What is needed: Reproduced exactly, the lines from the start of the material through the line containing "Spot the building window." should be the whole answer, with pictures excluded.
#####
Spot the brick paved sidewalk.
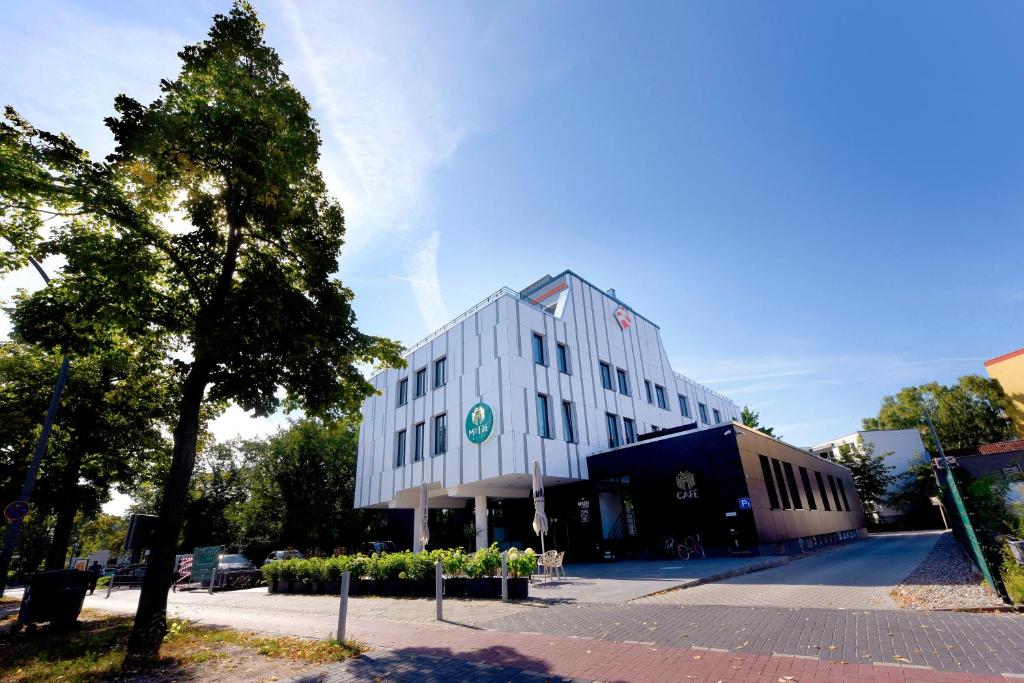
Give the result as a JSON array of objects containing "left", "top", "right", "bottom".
[{"left": 291, "top": 618, "right": 1011, "bottom": 682}]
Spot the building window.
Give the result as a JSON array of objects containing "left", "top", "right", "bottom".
[
  {"left": 827, "top": 474, "right": 842, "bottom": 511},
  {"left": 433, "top": 356, "right": 447, "bottom": 388},
  {"left": 771, "top": 459, "right": 791, "bottom": 508},
  {"left": 678, "top": 394, "right": 690, "bottom": 418},
  {"left": 414, "top": 422, "right": 425, "bottom": 462},
  {"left": 562, "top": 401, "right": 577, "bottom": 443},
  {"left": 433, "top": 413, "right": 447, "bottom": 455},
  {"left": 759, "top": 455, "right": 780, "bottom": 509},
  {"left": 799, "top": 466, "right": 817, "bottom": 510},
  {"left": 644, "top": 380, "right": 654, "bottom": 404},
  {"left": 415, "top": 368, "right": 427, "bottom": 397},
  {"left": 815, "top": 471, "right": 831, "bottom": 511},
  {"left": 655, "top": 385, "right": 667, "bottom": 409},
  {"left": 651, "top": 425, "right": 660, "bottom": 432},
  {"left": 532, "top": 333, "right": 546, "bottom": 366},
  {"left": 616, "top": 368, "right": 630, "bottom": 396},
  {"left": 623, "top": 417, "right": 637, "bottom": 444},
  {"left": 712, "top": 408, "right": 721, "bottom": 424},
  {"left": 395, "top": 429, "right": 406, "bottom": 468},
  {"left": 556, "top": 343, "right": 570, "bottom": 374},
  {"left": 536, "top": 393, "right": 552, "bottom": 439},
  {"left": 698, "top": 402, "right": 709, "bottom": 424},
  {"left": 606, "top": 413, "right": 621, "bottom": 448},
  {"left": 837, "top": 479, "right": 851, "bottom": 511},
  {"left": 782, "top": 462, "right": 803, "bottom": 509},
  {"left": 397, "top": 378, "right": 408, "bottom": 407},
  {"left": 599, "top": 362, "right": 613, "bottom": 390}
]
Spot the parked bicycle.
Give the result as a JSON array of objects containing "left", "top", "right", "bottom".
[{"left": 661, "top": 534, "right": 705, "bottom": 560}]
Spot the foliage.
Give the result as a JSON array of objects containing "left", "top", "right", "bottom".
[
  {"left": 863, "top": 376, "right": 1014, "bottom": 453},
  {"left": 740, "top": 406, "right": 778, "bottom": 438},
  {"left": 74, "top": 513, "right": 128, "bottom": 558},
  {"left": 832, "top": 437, "right": 896, "bottom": 515},
  {"left": 506, "top": 547, "right": 538, "bottom": 578},
  {"left": 886, "top": 457, "right": 942, "bottom": 528}
]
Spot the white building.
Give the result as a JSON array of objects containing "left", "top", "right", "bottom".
[
  {"left": 355, "top": 271, "right": 740, "bottom": 550},
  {"left": 810, "top": 428, "right": 929, "bottom": 521}
]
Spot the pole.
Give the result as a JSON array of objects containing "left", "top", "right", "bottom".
[
  {"left": 106, "top": 572, "right": 115, "bottom": 599},
  {"left": 208, "top": 566, "right": 217, "bottom": 594},
  {"left": 500, "top": 551, "right": 508, "bottom": 603},
  {"left": 435, "top": 560, "right": 443, "bottom": 621},
  {"left": 0, "top": 256, "right": 72, "bottom": 598},
  {"left": 336, "top": 571, "right": 350, "bottom": 642},
  {"left": 922, "top": 406, "right": 1009, "bottom": 603}
]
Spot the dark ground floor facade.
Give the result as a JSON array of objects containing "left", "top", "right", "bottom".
[{"left": 388, "top": 423, "right": 868, "bottom": 562}]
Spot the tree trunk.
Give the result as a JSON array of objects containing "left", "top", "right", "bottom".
[
  {"left": 44, "top": 467, "right": 82, "bottom": 570},
  {"left": 126, "top": 362, "right": 210, "bottom": 658}
]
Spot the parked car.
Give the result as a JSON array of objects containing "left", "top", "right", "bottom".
[
  {"left": 264, "top": 549, "right": 305, "bottom": 564},
  {"left": 361, "top": 541, "right": 397, "bottom": 554},
  {"left": 217, "top": 554, "right": 255, "bottom": 573}
]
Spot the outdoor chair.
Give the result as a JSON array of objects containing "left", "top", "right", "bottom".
[{"left": 550, "top": 551, "right": 567, "bottom": 581}]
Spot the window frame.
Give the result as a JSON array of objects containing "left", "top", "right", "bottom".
[
  {"left": 655, "top": 385, "right": 667, "bottom": 410},
  {"left": 433, "top": 356, "right": 447, "bottom": 388},
  {"left": 536, "top": 393, "right": 553, "bottom": 439},
  {"left": 678, "top": 394, "right": 690, "bottom": 418},
  {"left": 532, "top": 332, "right": 546, "bottom": 366},
  {"left": 413, "top": 422, "right": 425, "bottom": 462},
  {"left": 827, "top": 474, "right": 842, "bottom": 511},
  {"left": 799, "top": 466, "right": 817, "bottom": 510},
  {"left": 782, "top": 461, "right": 803, "bottom": 509},
  {"left": 759, "top": 455, "right": 780, "bottom": 509},
  {"left": 394, "top": 429, "right": 407, "bottom": 468},
  {"left": 397, "top": 378, "right": 408, "bottom": 407},
  {"left": 771, "top": 458, "right": 791, "bottom": 508},
  {"left": 562, "top": 400, "right": 577, "bottom": 443},
  {"left": 644, "top": 380, "right": 654, "bottom": 404},
  {"left": 698, "top": 402, "right": 709, "bottom": 424},
  {"left": 815, "top": 471, "right": 832, "bottom": 511},
  {"left": 556, "top": 343, "right": 570, "bottom": 374},
  {"left": 414, "top": 367, "right": 427, "bottom": 397},
  {"left": 623, "top": 417, "right": 637, "bottom": 444},
  {"left": 712, "top": 408, "right": 722, "bottom": 423},
  {"left": 616, "top": 368, "right": 630, "bottom": 396},
  {"left": 606, "top": 413, "right": 621, "bottom": 448},
  {"left": 599, "top": 362, "right": 613, "bottom": 390},
  {"left": 432, "top": 413, "right": 447, "bottom": 456}
]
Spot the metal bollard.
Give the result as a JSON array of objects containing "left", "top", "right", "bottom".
[
  {"left": 501, "top": 551, "right": 508, "bottom": 603},
  {"left": 105, "top": 573, "right": 114, "bottom": 599},
  {"left": 337, "top": 570, "right": 350, "bottom": 642},
  {"left": 208, "top": 566, "right": 217, "bottom": 594},
  {"left": 435, "top": 560, "right": 443, "bottom": 621}
]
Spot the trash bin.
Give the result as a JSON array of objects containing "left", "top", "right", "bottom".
[{"left": 16, "top": 569, "right": 92, "bottom": 631}]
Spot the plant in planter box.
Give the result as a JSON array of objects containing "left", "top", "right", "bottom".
[
  {"left": 405, "top": 552, "right": 435, "bottom": 581},
  {"left": 506, "top": 548, "right": 538, "bottom": 578},
  {"left": 441, "top": 548, "right": 468, "bottom": 577},
  {"left": 467, "top": 543, "right": 502, "bottom": 577}
]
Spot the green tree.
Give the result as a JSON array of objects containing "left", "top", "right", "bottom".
[
  {"left": 886, "top": 456, "right": 942, "bottom": 528},
  {"left": 863, "top": 376, "right": 1014, "bottom": 453},
  {"left": 74, "top": 512, "right": 128, "bottom": 559},
  {"left": 2, "top": 3, "right": 402, "bottom": 655},
  {"left": 740, "top": 405, "right": 778, "bottom": 438},
  {"left": 833, "top": 437, "right": 896, "bottom": 516}
]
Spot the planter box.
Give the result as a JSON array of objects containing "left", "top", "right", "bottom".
[
  {"left": 266, "top": 576, "right": 528, "bottom": 599},
  {"left": 444, "top": 577, "right": 528, "bottom": 599}
]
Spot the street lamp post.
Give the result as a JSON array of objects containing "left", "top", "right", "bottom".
[{"left": 0, "top": 256, "right": 72, "bottom": 597}]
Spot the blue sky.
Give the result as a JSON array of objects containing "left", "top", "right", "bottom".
[{"left": 2, "top": 0, "right": 1022, "bottom": 452}]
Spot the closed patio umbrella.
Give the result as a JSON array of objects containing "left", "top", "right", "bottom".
[
  {"left": 418, "top": 482, "right": 430, "bottom": 550},
  {"left": 531, "top": 460, "right": 548, "bottom": 554}
]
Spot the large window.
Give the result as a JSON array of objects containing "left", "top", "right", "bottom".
[
  {"left": 606, "top": 413, "right": 621, "bottom": 448},
  {"left": 562, "top": 401, "right": 576, "bottom": 443},
  {"left": 623, "top": 417, "right": 637, "bottom": 444},
  {"left": 599, "top": 362, "right": 613, "bottom": 390},
  {"left": 782, "top": 461, "right": 803, "bottom": 509},
  {"left": 678, "top": 394, "right": 690, "bottom": 418},
  {"left": 827, "top": 474, "right": 842, "bottom": 511},
  {"left": 771, "top": 458, "right": 791, "bottom": 508},
  {"left": 413, "top": 422, "right": 425, "bottom": 462},
  {"left": 644, "top": 380, "right": 654, "bottom": 404},
  {"left": 815, "top": 471, "right": 831, "bottom": 511},
  {"left": 433, "top": 356, "right": 447, "bottom": 388},
  {"left": 759, "top": 455, "right": 780, "bottom": 509},
  {"left": 414, "top": 367, "right": 427, "bottom": 397},
  {"left": 616, "top": 368, "right": 630, "bottom": 396},
  {"left": 532, "top": 333, "right": 546, "bottom": 366},
  {"left": 698, "top": 402, "right": 709, "bottom": 424},
  {"left": 712, "top": 408, "right": 722, "bottom": 423},
  {"left": 655, "top": 385, "right": 668, "bottom": 410},
  {"left": 556, "top": 343, "right": 570, "bottom": 374},
  {"left": 837, "top": 479, "right": 851, "bottom": 511},
  {"left": 536, "top": 393, "right": 552, "bottom": 439},
  {"left": 397, "top": 378, "right": 408, "bottom": 407},
  {"left": 799, "top": 466, "right": 817, "bottom": 510},
  {"left": 432, "top": 413, "right": 447, "bottom": 455},
  {"left": 394, "top": 429, "right": 407, "bottom": 468}
]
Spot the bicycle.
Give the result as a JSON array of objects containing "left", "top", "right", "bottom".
[{"left": 661, "top": 534, "right": 705, "bottom": 560}]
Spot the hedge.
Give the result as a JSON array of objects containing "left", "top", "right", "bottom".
[{"left": 261, "top": 544, "right": 537, "bottom": 584}]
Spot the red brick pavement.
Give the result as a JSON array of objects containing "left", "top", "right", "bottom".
[{"left": 345, "top": 616, "right": 1007, "bottom": 682}]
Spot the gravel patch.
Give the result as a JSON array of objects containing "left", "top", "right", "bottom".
[{"left": 890, "top": 533, "right": 1004, "bottom": 609}]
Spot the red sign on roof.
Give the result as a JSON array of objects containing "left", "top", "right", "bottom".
[{"left": 614, "top": 305, "right": 632, "bottom": 330}]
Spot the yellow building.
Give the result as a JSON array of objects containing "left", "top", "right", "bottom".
[{"left": 985, "top": 347, "right": 1024, "bottom": 438}]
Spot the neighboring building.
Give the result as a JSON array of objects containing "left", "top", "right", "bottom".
[
  {"left": 984, "top": 347, "right": 1024, "bottom": 438},
  {"left": 811, "top": 428, "right": 929, "bottom": 522},
  {"left": 938, "top": 439, "right": 1024, "bottom": 506},
  {"left": 355, "top": 271, "right": 742, "bottom": 552}
]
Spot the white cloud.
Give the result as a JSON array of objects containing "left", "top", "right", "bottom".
[
  {"left": 208, "top": 403, "right": 287, "bottom": 442},
  {"left": 406, "top": 231, "right": 450, "bottom": 331}
]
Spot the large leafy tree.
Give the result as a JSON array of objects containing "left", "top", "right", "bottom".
[
  {"left": 0, "top": 340, "right": 174, "bottom": 570},
  {"left": 2, "top": 3, "right": 401, "bottom": 655},
  {"left": 740, "top": 405, "right": 779, "bottom": 439},
  {"left": 832, "top": 437, "right": 896, "bottom": 516},
  {"left": 862, "top": 375, "right": 1014, "bottom": 453}
]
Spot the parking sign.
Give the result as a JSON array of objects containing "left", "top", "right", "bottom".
[{"left": 738, "top": 497, "right": 752, "bottom": 510}]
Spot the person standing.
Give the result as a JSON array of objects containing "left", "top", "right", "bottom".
[{"left": 87, "top": 561, "right": 103, "bottom": 595}]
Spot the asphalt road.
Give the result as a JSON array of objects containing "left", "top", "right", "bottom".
[{"left": 636, "top": 530, "right": 945, "bottom": 609}]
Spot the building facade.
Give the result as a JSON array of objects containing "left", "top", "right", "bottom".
[
  {"left": 984, "top": 347, "right": 1024, "bottom": 438},
  {"left": 355, "top": 271, "right": 740, "bottom": 550}
]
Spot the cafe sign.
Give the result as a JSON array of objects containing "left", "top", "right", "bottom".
[
  {"left": 465, "top": 402, "right": 494, "bottom": 444},
  {"left": 675, "top": 470, "right": 699, "bottom": 500}
]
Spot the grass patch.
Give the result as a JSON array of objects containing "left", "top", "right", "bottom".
[
  {"left": 0, "top": 609, "right": 364, "bottom": 682},
  {"left": 1004, "top": 569, "right": 1024, "bottom": 604}
]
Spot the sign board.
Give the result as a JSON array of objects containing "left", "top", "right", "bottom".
[
  {"left": 725, "top": 512, "right": 738, "bottom": 518},
  {"left": 4, "top": 500, "right": 30, "bottom": 523},
  {"left": 675, "top": 470, "right": 699, "bottom": 500},
  {"left": 613, "top": 305, "right": 632, "bottom": 330},
  {"left": 738, "top": 497, "right": 752, "bottom": 511},
  {"left": 465, "top": 402, "right": 494, "bottom": 444},
  {"left": 192, "top": 545, "right": 224, "bottom": 583}
]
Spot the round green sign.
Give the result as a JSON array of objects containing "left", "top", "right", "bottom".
[{"left": 465, "top": 402, "right": 494, "bottom": 444}]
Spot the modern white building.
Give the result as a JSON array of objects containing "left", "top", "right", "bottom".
[
  {"left": 810, "top": 428, "right": 929, "bottom": 521},
  {"left": 355, "top": 271, "right": 740, "bottom": 550}
]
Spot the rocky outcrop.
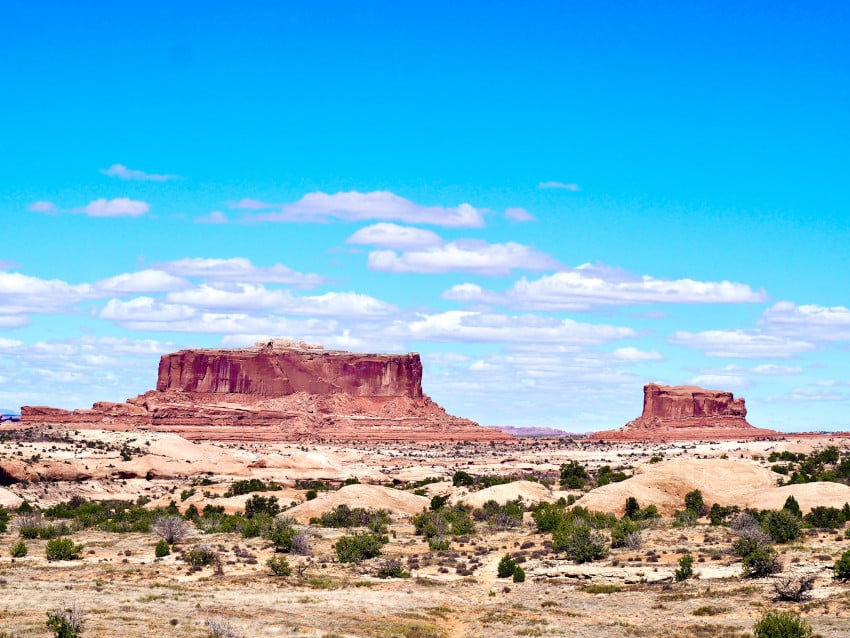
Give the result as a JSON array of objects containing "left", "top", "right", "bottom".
[
  {"left": 590, "top": 383, "right": 780, "bottom": 441},
  {"left": 21, "top": 340, "right": 508, "bottom": 442}
]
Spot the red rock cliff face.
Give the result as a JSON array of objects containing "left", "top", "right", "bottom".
[
  {"left": 590, "top": 383, "right": 778, "bottom": 441},
  {"left": 21, "top": 340, "right": 506, "bottom": 442},
  {"left": 641, "top": 384, "right": 747, "bottom": 421},
  {"left": 156, "top": 345, "right": 423, "bottom": 397}
]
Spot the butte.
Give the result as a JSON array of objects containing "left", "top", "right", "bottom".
[
  {"left": 20, "top": 339, "right": 509, "bottom": 442},
  {"left": 590, "top": 383, "right": 781, "bottom": 442}
]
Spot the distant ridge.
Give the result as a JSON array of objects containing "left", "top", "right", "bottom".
[{"left": 489, "top": 425, "right": 588, "bottom": 438}]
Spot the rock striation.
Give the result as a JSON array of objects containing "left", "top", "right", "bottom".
[
  {"left": 21, "top": 339, "right": 509, "bottom": 442},
  {"left": 590, "top": 383, "right": 780, "bottom": 441}
]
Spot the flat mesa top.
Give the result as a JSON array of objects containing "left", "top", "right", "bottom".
[
  {"left": 164, "top": 339, "right": 419, "bottom": 358},
  {"left": 650, "top": 384, "right": 730, "bottom": 394}
]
#####
Solution:
Spot the brick paved sidewalk.
Give the result as a JSON array of objects containing "left", "top", "right", "bottom".
[{"left": 291, "top": 618, "right": 1011, "bottom": 682}]
Spot the building window.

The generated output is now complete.